• TASK 1
In the passage on topological sorting, explain why A and E are the first vertices to enter the queue in the worked example.

• PASSAGE
# # # # # # #

Topological Sorting

in Computer Science on Algorithms · 14 min

Introduction

Topological sorting is a linear ordering of the vertices in a directed acyclic graph (DAG) such that for every directed edge $u \to v$, vertex $u$ comes before vertex $v$ in the ordering. A topological ordering is not unique; there can be multiple valid orderings for a given DAG. In contrast, if the graph contains a cycle, a topological sort is not possible. Topological sorting is widely used in various applications, including task scheduling, dependency resolution, and course prerequisite planning. There are two primary algorithms for performing topological sorting: Kahn’s Algorithm and Depth-First Search (DFS) based approach.

Kahn’s Algorithm

Kahn’s Algorithm is an iterative method that uses in-degrees of vertices to determine the topological order.

  1. Initialization:
    • Compute the in-degree (number of incoming edges) for each vertex in the graph.
    • Create a queue and enqueue all vertices with an in-degree of 0.
  2. Process the Queue:
    • While the queue is not empty:
      • Dequeue a vertex u from the queue and add it to the topological order.
      • For each neighbor v of u, decrease the in-degree of v by 1.
      • If the in-degree of v becomes 0, enqueue v.
  3. Check for Cycles:
    • If the topological order contains all vertices, the graph is a DAG, and the topological sort is complete.
    • If not, the graph contains a cycle, and topological sorting is not possible.

Explanation

Start from the DAG and the in-degrees below:

graph LR
    A((A)); B((B)); C((C)); D((D)); E((E)); F((F));
    A --> B & C --> D --> F;
    B --> C;
    E --> F;
$ \text{In} = (0,1,2,2,0,2) $


Then we enqueue vertices with in-degree 0, which are A and E.

$ Q = [A,E] $


Dequeue A and add it to the topological order. Then we decrease the in-degrees of its neighbors B and C.

graph LR
    A((A)):::now; B((B)); C((C)); D((D)); E((E)); F((F));
    A --> B & C --> D --> F;
    B --> C;
    E --> F;
    classDef now fill:#acf,stroke:#77c,stroke-width:2px;
$ \text{In} = (0,0,1,2,0,2) \nl Q = [E,B] \nl \text{Top} = [A] $


Next, we dequeue E and add it to the topological order. Then we decrease the in-degree of its neighbor F.

# # # # # # #

• Excerpts from point annotation data

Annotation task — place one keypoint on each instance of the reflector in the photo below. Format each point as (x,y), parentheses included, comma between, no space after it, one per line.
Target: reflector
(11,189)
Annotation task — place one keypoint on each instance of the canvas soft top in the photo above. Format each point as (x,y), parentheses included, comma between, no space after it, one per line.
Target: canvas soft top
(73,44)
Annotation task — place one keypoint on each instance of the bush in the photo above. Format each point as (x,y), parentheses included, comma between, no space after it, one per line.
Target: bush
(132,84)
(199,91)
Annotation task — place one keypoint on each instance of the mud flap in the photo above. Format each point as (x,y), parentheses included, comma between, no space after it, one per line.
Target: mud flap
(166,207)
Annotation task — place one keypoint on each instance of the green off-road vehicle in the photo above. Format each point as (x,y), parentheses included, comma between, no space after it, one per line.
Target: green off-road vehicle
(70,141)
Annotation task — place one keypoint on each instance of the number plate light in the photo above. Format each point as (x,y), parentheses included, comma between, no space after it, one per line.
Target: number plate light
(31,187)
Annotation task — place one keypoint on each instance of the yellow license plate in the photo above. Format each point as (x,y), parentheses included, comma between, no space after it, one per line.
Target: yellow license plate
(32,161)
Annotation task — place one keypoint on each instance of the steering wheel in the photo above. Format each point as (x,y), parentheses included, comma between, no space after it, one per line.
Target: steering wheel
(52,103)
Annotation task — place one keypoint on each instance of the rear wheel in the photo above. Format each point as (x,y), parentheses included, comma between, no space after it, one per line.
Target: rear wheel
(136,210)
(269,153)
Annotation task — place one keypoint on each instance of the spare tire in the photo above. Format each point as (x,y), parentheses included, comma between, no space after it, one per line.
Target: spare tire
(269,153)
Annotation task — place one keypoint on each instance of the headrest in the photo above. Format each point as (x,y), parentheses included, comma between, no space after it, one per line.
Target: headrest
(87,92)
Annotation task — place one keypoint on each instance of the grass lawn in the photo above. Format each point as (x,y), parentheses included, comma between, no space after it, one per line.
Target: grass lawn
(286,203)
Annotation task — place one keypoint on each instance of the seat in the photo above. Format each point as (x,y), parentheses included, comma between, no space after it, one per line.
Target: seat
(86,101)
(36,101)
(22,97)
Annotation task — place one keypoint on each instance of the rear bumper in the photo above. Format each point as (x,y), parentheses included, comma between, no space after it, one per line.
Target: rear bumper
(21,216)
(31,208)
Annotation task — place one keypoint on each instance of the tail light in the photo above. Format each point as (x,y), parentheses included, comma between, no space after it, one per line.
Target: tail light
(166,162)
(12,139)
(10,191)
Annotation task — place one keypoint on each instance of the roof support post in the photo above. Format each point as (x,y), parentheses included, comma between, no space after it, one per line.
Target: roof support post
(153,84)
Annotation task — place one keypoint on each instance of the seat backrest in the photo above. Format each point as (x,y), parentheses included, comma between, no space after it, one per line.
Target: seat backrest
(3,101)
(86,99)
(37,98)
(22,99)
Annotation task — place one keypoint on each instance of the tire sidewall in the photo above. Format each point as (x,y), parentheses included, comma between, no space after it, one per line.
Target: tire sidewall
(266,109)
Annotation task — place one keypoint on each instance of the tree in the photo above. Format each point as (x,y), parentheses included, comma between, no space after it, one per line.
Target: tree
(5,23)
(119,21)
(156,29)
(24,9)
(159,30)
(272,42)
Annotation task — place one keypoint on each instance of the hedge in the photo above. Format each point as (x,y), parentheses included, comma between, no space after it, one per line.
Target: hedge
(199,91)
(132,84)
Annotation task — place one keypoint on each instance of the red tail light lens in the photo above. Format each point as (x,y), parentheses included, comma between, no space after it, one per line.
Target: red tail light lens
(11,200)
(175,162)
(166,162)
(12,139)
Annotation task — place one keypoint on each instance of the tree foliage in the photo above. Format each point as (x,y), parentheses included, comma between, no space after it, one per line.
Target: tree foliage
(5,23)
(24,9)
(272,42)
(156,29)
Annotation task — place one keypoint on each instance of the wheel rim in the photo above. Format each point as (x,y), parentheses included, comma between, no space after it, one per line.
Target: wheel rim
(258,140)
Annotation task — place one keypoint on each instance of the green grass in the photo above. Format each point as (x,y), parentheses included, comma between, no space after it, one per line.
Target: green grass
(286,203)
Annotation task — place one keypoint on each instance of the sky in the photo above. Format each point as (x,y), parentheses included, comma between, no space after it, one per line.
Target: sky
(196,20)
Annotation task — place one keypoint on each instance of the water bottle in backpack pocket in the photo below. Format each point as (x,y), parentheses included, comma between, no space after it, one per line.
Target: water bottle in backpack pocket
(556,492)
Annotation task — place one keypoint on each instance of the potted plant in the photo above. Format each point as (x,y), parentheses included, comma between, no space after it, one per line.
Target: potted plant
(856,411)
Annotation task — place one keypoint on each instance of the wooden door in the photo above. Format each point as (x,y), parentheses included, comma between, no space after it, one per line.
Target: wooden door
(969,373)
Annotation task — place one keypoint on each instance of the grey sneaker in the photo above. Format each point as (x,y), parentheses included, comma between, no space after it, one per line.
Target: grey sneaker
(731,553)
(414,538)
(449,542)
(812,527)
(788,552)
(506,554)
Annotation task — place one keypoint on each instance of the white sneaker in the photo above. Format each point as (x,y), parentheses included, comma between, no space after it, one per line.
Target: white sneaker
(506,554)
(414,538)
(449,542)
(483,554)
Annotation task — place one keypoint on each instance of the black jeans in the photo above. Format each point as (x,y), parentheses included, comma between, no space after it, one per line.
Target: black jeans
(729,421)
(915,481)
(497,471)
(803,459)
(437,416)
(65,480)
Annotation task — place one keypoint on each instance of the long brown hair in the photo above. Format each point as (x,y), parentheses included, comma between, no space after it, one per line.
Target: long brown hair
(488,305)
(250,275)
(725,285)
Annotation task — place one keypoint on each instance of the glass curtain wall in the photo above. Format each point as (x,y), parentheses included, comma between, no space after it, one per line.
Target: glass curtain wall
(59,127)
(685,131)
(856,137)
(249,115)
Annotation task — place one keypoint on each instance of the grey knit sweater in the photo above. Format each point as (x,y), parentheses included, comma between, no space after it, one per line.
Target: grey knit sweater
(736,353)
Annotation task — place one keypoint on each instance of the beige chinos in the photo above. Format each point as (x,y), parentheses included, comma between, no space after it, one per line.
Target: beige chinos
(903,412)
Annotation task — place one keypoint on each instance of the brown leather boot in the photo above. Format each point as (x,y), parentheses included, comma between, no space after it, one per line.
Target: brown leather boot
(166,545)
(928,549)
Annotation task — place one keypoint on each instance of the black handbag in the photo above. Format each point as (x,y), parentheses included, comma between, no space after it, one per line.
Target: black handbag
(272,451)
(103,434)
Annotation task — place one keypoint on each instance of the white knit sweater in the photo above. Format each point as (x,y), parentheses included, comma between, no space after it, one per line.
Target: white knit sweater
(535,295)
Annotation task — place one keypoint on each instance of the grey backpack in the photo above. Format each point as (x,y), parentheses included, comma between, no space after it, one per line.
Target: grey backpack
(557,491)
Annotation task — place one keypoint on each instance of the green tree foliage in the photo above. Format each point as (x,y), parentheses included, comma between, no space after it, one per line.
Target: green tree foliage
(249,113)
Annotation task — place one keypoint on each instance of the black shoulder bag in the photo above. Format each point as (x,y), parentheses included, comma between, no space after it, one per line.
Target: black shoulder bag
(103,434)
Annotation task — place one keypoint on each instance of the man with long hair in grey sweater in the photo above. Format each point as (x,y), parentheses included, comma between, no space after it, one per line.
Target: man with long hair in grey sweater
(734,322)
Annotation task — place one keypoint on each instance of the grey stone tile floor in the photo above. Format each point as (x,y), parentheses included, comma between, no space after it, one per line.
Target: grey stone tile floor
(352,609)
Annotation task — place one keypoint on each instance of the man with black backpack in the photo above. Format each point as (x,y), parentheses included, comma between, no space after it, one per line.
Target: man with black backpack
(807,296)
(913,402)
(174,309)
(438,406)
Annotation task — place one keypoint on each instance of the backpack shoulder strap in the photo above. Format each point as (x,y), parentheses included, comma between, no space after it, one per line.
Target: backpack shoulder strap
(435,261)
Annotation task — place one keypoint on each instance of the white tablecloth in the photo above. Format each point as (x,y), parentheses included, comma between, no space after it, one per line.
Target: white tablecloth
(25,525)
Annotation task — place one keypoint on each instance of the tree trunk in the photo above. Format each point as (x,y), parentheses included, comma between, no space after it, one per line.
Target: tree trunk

# # # # # # #

• TASK 2
Pick out every line of the entries above that contains the string "long".

• RIGHT ANSWER 1
Kahn's Algorithm starts by enqueuing every vertex whose in-degree is 0. In the example's starting in-degrees, (0,1,2,2,0,2), A and E are the only vertices with an in-degree of 0.

• RIGHT ANSWER 2
Annotation task — place one keypoint on each instance of the long brown hair in the photo above. Format each point as (x,y), parentheses included, comma between, no space after it, one per line.
Target: long brown hair
Annotation task — place one keypoint on each instance of the man with long hair in grey sweater in the photo above. Format each point as (x,y), parentheses included, comma between, no space after it, one per line.
Target: man with long hair in grey sweater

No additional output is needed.